▸ To be done:
Pull out the lines of the records from the start through the line that contains "POLYGON ((242 299, 269", and reproduce them without any change.

▸ Data listing:
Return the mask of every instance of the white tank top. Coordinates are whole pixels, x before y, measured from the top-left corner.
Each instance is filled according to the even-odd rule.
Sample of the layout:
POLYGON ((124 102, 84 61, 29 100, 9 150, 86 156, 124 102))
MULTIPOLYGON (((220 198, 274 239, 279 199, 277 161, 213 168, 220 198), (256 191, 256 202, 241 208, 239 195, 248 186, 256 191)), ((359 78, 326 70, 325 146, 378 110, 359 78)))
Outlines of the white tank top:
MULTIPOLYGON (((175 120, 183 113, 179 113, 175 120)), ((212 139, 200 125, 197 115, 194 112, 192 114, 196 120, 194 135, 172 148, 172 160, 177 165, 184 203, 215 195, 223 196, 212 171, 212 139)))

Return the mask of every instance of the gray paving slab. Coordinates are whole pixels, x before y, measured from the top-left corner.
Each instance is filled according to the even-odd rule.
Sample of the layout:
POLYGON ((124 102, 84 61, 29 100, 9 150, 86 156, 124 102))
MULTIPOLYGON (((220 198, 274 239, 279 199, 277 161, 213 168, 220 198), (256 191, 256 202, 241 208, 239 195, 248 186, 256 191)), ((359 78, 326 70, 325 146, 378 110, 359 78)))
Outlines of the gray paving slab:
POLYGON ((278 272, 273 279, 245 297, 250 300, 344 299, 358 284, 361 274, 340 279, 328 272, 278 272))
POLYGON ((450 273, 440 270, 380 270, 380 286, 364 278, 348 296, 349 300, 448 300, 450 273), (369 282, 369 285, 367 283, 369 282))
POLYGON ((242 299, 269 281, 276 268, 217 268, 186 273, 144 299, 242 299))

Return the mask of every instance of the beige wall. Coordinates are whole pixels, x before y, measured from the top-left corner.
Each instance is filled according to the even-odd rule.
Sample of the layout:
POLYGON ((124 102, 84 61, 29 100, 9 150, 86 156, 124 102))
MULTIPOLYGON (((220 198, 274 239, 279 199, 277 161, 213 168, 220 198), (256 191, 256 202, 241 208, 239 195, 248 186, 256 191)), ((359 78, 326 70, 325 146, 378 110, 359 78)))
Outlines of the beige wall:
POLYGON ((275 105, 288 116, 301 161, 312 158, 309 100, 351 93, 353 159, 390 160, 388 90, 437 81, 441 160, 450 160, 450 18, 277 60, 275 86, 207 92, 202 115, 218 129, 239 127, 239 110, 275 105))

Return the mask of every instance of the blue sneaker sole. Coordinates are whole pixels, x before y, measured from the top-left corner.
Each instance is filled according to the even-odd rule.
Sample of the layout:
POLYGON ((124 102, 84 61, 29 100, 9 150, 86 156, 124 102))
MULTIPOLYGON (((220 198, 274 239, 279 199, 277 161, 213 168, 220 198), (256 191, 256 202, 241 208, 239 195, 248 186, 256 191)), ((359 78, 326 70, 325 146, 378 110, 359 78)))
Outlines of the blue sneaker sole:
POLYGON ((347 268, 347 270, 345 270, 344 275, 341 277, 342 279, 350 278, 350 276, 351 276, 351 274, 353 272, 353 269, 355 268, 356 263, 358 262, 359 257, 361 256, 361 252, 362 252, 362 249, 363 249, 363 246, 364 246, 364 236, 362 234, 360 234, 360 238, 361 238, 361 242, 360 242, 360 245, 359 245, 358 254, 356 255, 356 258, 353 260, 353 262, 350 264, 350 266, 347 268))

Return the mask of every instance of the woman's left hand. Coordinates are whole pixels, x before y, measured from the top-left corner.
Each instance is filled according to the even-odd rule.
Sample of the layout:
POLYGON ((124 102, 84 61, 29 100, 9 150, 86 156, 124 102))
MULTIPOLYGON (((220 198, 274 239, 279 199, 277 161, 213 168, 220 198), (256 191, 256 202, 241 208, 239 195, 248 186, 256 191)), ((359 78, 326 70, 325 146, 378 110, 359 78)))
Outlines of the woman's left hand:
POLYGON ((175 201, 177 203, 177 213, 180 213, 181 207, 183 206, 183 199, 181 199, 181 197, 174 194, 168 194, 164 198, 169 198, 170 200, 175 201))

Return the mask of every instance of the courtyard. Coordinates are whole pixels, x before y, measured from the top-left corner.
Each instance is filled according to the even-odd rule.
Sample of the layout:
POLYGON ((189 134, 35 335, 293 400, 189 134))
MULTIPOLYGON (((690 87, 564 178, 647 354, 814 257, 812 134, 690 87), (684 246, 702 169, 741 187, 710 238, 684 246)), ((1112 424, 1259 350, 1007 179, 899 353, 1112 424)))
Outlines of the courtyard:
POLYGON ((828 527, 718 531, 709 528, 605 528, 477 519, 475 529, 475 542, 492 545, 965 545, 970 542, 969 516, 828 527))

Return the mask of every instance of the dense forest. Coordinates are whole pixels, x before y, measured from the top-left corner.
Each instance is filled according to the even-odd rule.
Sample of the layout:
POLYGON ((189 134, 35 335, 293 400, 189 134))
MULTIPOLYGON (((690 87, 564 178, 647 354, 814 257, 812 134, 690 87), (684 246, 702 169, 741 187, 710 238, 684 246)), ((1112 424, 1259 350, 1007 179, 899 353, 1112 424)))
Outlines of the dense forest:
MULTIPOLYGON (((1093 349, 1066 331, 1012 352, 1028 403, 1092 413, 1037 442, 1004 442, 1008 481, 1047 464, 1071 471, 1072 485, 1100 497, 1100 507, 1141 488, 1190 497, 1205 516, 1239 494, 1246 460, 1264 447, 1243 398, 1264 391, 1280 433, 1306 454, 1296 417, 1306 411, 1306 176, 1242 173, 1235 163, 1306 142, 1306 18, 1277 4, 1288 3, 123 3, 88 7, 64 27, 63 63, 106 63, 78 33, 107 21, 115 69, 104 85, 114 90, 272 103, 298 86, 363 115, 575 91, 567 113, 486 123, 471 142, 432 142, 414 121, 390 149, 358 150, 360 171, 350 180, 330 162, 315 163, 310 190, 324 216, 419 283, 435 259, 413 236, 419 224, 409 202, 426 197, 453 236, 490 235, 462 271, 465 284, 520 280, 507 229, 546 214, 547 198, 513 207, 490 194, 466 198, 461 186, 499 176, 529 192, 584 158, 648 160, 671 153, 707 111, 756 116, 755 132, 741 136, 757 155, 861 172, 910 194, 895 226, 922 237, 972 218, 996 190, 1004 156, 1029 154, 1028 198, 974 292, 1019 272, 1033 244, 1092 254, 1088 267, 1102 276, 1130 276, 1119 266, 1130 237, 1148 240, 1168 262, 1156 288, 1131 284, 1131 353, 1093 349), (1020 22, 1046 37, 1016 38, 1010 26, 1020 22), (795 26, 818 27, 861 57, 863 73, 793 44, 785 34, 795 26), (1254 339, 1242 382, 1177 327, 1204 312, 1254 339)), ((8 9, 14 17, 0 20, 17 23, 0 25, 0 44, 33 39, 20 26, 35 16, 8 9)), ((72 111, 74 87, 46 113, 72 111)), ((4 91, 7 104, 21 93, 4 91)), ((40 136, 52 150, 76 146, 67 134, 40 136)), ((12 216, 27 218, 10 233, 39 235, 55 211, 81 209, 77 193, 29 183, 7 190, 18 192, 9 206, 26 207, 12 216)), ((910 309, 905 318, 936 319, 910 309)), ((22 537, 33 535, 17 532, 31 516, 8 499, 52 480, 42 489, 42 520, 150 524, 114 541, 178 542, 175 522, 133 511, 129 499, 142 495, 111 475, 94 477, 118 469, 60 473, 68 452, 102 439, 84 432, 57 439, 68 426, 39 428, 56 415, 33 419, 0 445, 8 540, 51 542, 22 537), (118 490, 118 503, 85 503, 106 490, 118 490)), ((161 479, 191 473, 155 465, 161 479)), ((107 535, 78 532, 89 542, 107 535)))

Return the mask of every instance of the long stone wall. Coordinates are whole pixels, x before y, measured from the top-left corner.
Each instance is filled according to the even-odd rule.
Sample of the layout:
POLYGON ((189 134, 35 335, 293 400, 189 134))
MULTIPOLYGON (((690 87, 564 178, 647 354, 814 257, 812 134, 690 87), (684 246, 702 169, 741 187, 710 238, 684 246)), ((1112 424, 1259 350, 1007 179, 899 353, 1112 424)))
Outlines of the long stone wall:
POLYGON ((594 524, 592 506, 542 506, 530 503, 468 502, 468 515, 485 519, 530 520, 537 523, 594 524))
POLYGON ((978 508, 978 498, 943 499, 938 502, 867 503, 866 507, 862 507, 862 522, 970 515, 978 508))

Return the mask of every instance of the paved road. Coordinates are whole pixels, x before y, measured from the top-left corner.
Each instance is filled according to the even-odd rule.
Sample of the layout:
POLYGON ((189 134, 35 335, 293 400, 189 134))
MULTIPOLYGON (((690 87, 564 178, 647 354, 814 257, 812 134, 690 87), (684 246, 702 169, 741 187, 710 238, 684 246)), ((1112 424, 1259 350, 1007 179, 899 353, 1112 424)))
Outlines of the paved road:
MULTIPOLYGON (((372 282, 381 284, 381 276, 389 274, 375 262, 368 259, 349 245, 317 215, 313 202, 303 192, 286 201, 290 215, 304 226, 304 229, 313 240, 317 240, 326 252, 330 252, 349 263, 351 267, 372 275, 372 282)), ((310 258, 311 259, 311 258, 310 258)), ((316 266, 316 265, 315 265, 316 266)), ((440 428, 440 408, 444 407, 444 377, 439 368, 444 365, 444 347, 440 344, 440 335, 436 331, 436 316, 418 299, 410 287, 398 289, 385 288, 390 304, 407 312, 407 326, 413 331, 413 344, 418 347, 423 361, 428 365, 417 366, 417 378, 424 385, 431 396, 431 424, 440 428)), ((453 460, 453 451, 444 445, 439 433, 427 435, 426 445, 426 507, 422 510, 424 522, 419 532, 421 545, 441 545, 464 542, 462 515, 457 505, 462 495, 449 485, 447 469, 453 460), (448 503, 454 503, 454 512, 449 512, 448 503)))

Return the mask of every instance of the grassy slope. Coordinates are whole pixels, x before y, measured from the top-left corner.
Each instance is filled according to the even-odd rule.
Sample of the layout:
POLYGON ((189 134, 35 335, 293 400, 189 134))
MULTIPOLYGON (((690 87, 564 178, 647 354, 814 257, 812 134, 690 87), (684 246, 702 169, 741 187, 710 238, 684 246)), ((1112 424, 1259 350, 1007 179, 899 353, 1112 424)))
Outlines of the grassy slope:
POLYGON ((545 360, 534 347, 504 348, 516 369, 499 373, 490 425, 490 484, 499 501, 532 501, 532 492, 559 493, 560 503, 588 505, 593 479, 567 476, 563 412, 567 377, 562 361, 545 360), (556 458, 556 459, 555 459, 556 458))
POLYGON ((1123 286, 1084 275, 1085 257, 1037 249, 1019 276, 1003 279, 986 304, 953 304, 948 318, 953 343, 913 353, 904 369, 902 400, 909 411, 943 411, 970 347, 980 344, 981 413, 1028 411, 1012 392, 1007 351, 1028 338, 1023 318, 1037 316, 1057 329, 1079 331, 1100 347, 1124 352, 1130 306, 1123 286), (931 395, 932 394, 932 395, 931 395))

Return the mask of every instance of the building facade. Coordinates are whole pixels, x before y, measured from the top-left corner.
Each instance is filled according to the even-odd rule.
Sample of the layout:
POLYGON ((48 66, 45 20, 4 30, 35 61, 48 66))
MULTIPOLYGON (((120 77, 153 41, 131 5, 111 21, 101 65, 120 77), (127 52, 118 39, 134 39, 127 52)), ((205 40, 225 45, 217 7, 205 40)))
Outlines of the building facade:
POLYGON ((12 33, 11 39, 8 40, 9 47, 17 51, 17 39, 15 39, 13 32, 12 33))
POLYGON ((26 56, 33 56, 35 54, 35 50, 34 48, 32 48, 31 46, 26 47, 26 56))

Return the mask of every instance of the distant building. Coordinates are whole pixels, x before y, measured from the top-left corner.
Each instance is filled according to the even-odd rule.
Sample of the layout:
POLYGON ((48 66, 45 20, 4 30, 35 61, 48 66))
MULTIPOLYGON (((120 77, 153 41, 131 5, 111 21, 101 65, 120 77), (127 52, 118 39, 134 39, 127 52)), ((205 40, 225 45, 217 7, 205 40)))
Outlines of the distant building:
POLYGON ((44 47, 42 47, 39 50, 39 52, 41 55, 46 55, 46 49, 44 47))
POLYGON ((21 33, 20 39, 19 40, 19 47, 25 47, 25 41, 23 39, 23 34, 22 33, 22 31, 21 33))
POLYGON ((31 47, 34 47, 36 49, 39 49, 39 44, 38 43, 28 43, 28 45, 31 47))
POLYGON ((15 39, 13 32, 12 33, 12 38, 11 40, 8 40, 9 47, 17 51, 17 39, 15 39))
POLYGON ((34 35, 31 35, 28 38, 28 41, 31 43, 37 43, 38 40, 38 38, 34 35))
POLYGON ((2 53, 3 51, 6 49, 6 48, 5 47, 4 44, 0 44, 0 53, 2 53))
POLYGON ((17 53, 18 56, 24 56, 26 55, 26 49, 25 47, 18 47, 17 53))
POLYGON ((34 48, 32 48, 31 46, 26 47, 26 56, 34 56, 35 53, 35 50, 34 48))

▸ Response to the exercise:
Return the mask of every instance of the white tank top. Coordinates are whole pixels, x before y, measured from the top-left corner.
Each instance is filled according to the even-odd rule.
Sample of the layout:
POLYGON ((124 102, 84 61, 29 100, 9 150, 86 156, 124 102))
MULTIPOLYGON (((220 198, 274 239, 279 199, 277 161, 213 168, 220 198), (256 191, 256 202, 241 208, 239 195, 248 186, 256 191)), ((359 78, 326 70, 325 146, 378 110, 359 78)))
Outlines of the white tank top:
MULTIPOLYGON (((175 120, 183 113, 179 113, 175 120)), ((212 139, 200 125, 197 115, 194 112, 192 114, 196 120, 194 135, 172 148, 172 160, 177 165, 184 203, 215 195, 223 196, 212 171, 212 139)))

Return the mask of every instance of the gray paving slab. Coordinates are whole pixels, x before y, measured from the top-left corner.
Each instance is filled according to the even-odd rule.
Sample of the layout:
POLYGON ((124 102, 84 61, 29 100, 9 150, 86 156, 124 102))
MULTIPOLYGON (((220 198, 274 239, 279 199, 277 161, 213 168, 220 198), (256 191, 256 202, 241 208, 239 195, 248 186, 256 191)), ((359 78, 326 70, 325 146, 378 110, 359 78)))
Outlines of the gray paving slab:
POLYGON ((278 272, 273 279, 245 297, 250 300, 344 299, 358 284, 361 274, 340 279, 328 272, 278 272))
POLYGON ((450 273, 440 270, 380 270, 380 286, 364 278, 348 296, 349 300, 448 300, 450 273), (369 282, 369 285, 367 283, 369 282))
POLYGON ((242 299, 269 281, 276 268, 217 268, 186 273, 144 299, 242 299))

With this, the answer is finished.